*** Begin section ***
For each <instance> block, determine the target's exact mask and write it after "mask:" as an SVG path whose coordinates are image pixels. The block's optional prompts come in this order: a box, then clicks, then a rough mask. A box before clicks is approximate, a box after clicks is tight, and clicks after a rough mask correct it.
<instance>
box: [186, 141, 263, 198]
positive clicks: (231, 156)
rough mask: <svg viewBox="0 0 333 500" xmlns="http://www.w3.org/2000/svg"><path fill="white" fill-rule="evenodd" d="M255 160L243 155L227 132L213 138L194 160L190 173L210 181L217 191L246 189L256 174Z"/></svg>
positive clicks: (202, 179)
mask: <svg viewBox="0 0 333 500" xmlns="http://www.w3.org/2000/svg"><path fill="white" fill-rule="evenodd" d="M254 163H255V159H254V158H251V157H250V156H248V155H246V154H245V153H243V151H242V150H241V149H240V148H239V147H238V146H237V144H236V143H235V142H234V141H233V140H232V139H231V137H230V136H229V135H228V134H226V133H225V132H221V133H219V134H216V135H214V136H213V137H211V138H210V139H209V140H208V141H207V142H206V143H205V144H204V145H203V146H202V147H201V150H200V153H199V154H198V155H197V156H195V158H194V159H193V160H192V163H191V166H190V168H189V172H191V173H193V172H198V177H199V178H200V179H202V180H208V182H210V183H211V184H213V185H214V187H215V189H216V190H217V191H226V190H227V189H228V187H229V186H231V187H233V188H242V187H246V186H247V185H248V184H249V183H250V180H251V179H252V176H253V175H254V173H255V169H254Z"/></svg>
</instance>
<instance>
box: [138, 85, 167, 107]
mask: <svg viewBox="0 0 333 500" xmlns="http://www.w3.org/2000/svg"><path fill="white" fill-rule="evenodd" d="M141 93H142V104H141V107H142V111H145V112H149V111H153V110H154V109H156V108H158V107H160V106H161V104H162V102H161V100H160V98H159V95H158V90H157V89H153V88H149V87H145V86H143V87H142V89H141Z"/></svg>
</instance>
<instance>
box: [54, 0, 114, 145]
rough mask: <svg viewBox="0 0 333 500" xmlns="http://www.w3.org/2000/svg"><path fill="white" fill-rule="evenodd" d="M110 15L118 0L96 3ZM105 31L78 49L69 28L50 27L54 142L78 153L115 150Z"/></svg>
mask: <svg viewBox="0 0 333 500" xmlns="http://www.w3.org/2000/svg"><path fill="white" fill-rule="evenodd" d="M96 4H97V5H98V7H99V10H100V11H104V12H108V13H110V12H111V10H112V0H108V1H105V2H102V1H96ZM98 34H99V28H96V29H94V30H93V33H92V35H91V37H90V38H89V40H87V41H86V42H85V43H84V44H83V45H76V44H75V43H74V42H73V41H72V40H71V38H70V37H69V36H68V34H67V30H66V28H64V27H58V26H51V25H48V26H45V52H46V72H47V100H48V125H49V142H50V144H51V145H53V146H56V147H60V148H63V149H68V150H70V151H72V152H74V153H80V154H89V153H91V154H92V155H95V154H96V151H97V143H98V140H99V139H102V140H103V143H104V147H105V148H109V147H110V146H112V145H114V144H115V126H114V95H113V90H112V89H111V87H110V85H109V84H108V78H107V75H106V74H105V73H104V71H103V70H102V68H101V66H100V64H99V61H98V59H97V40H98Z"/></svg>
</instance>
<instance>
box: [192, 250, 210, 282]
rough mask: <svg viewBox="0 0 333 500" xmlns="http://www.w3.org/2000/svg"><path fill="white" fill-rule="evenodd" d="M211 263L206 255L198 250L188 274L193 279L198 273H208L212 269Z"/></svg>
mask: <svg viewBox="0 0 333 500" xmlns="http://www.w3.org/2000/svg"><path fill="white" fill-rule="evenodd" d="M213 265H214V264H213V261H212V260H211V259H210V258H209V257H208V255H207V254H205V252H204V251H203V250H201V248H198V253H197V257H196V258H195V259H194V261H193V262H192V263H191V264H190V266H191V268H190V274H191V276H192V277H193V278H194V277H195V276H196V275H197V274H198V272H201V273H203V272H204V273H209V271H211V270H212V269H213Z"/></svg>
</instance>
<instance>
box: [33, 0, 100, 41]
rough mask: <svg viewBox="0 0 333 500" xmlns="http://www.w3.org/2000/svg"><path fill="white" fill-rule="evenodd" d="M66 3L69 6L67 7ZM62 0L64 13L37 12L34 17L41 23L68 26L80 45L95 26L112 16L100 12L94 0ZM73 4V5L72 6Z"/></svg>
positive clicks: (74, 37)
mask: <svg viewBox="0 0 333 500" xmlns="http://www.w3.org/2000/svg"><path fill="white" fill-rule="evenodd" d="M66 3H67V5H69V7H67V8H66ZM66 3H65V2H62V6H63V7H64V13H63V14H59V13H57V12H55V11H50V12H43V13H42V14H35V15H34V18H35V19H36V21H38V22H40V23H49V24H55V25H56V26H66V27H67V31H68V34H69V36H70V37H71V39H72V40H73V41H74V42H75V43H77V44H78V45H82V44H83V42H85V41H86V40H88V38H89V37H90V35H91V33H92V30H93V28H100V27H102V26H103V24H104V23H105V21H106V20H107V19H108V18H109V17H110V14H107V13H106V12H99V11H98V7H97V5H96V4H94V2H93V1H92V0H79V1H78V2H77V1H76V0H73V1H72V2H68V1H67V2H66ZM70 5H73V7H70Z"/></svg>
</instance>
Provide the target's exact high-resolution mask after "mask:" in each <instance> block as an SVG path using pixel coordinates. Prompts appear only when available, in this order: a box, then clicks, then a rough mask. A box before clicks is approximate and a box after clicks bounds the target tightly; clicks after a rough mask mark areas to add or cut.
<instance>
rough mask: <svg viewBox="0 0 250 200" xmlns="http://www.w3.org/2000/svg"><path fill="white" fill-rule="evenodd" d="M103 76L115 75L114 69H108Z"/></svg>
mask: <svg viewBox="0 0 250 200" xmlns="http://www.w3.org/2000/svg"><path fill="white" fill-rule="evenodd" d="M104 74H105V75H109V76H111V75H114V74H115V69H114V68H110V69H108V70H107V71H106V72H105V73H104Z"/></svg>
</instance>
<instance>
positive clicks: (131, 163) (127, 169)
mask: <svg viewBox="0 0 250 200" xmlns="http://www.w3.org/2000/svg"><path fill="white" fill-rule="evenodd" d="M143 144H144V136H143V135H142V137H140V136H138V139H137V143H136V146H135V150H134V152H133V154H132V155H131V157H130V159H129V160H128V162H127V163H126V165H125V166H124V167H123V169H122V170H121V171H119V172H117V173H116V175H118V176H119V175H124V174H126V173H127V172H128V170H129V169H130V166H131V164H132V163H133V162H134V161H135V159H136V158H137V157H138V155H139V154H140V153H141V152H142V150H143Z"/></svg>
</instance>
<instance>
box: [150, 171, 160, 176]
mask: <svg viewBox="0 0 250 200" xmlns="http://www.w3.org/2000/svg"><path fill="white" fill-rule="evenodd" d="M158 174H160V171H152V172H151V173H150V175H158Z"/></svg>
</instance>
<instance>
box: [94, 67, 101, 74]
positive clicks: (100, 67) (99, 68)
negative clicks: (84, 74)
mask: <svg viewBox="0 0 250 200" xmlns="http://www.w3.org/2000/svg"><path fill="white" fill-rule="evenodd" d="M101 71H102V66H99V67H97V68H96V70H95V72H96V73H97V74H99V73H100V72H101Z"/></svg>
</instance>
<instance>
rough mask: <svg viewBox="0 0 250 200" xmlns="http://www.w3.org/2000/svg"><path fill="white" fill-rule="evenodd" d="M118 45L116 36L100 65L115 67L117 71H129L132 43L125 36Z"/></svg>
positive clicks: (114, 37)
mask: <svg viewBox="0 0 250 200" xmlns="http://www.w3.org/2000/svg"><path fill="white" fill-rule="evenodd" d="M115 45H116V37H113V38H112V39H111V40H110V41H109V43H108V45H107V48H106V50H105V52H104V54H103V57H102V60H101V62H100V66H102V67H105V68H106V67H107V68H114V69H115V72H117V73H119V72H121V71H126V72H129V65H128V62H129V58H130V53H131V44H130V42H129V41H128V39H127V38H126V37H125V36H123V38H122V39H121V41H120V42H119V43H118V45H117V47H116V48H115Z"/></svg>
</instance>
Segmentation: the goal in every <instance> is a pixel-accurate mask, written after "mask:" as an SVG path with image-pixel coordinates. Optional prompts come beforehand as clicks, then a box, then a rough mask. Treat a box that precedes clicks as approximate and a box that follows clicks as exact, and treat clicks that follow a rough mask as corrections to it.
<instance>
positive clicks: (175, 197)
*** End section ***
_PROBLEM STATEMENT_
Beginning with the top line of the data above, output every line exactly until the one that contains "positive clicks: (231, 156)", and include that one too.

_RESULT OF THIS TASK_
For each <instance> block, determine the target's exact mask and write it after "mask:" as an SVG path whose coordinates are image pixels. The block's optional prompts come in this order: a box, then clicks, then a rough mask. A box before clicks is approximate, a box after clicks is tight, and clicks after a rough mask correct it.
<instance>
box: [186, 141, 263, 198]
positive clicks: (231, 156)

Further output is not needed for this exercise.